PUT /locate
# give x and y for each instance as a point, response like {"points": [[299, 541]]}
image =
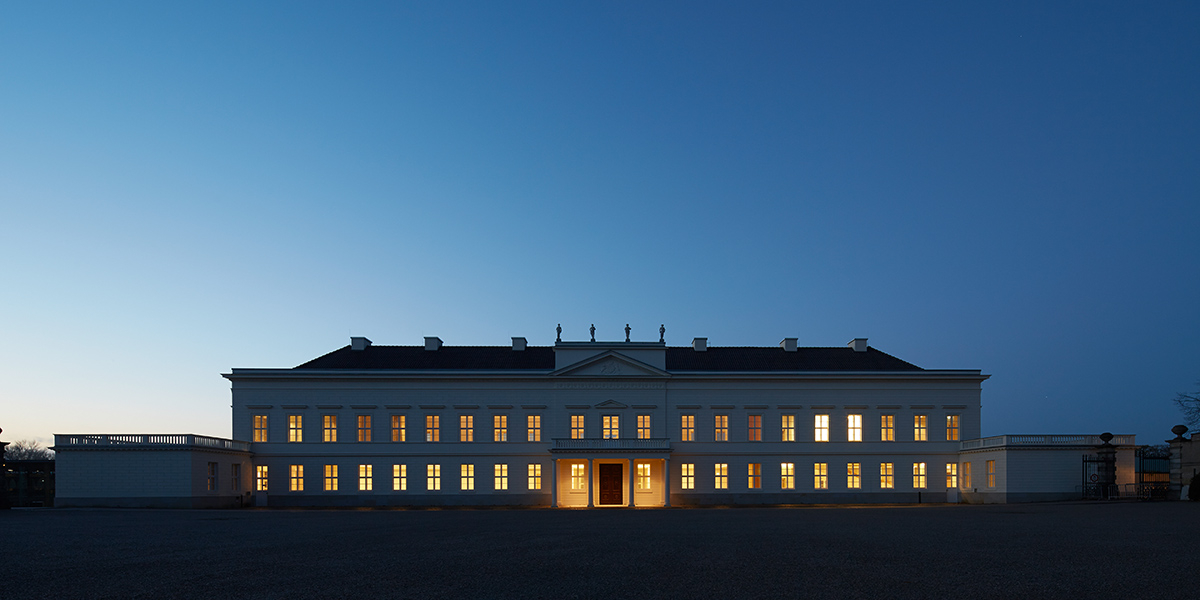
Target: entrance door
{"points": [[611, 477]]}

## Action item
Excluding every picture, set down the listing exactly.

## Task output
PUT /locate
# give x and y for each instance as a point, response like {"points": [[299, 541]]}
image =
Target: entrance door
{"points": [[611, 477]]}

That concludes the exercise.